=== DOCUMENT PASSAGE ===

++++++

Development is right, not a favour from political leaders

Elected leaders have crafted a diversionary illusion that no development project can be initiated or successfully implemented without their personal blessing. [File, Standard]

For over two decades, Kenya has been held hostage to a politician-centred model of development. From the ward level to the presidency, development projects are no longer the outcome of robust institutional planning, public participation, or fiscal responsibility—they are the by-products of political goodwill, loyalty, and patronage.

In every corner of this country, elected leaders—from Members of County Assemblies (MCAs), Members of Parliament (MPs), Woman Representatives, Senators, Governors, to the President have systematically colonised the minds of their constituents. They have crafted a diversionary illusion: That no development project can be initiated or successfully implemented without their personal blessing. This model has turned basic infrastructure, public utilities, and social programmes into political favours. It has reduced citizens to passive recipients of "goodwill" rather than empowered rights holders entitled to public goods and services.

This political patronage has become the quality assurance test for a project's viability. If a road, school, dispensary, water system, or market project does not align with the politician’s agenda, it withers. If the local electorate has shown signs of political dissent, they are denied what is rightfully theirs. Conversely, where allegiance is guaranteed, the tap of development flows, as though State resources were private property.

++++++

=== PROBLEMS TO WORK ON ===
1. Write out the part of the article on Kenya's development politics starting at "Development is right, not" and ending at "loyalty, and patronage.".
2. In the article on Kenya's development politics, list every type of elected leader named in the sentence that begins "In every corner of this country".
3. Carry on the article on Kenya's development politics from its last paragraph.

=== GIVEN MATERIAL ===
++++++

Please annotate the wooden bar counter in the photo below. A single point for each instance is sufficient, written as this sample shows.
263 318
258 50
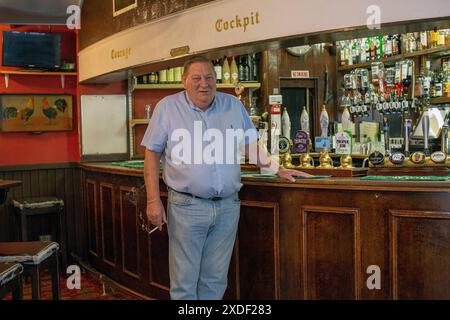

++++++

=== OUTPUTS BY TASK ===
1.
Development is right, not a favour from political leaders

Elected leaders have crafted a diversionary illusion that no development project can be initiated or successfully implemented without their personal blessing. [File, Standard]

For over two decades, Kenya has been held hostage to a politician-centred model of development. From the ward level to the presidency, development projects are no longer the outcome of robust institutional planning, public participation, or fiscal responsibility—they are the by-products of political goodwill, loyalty, and patronage.

2.
Members of County Assemblies (MCAs)
Members of Parliament (MPs)
Woman Representatives
Senators
Governors
the President

3.
And yet, Kenya does not lack structures and systems for fair and equitable development. The Constitution outlines clear mechanisms: Citizens propose projects, county or national assemblies debate and prioritise them, and funding is drawn from the exchequer. Through various ministries and departments, the executive branch is tasked with implementation. In a well-functioning democracy, the development agenda of any incoming regime must pass through these structured processes through which projects are scrutinised, debated, budgeted, and monitored.

But that is not the Kenya we live in.

What we witness is a proliferation of arbitrary, personalised development. Elected leaders, irrespective of their jurisdiction, impose priorities based on their networks, political survival instincts, and vendettas. Constituencies and communities become battlegrounds of patronage, where loyalty is rewarded with visible projects and dissent punished with neglect.

This trend is not merely inefficient; it is dangerous. It undermines the very fabric of democratic governance, corrodes public trust in institutions, sabotages professionalism in public service, breeds corruption, tribalism, and exclusion, and most critically, entrenches a culture where taxpayer money is viewed not as a public resource but as a politician’s tool for self-promotion and re-election.

The politician-centred model of development in Kenya rests on three self-serving pillars.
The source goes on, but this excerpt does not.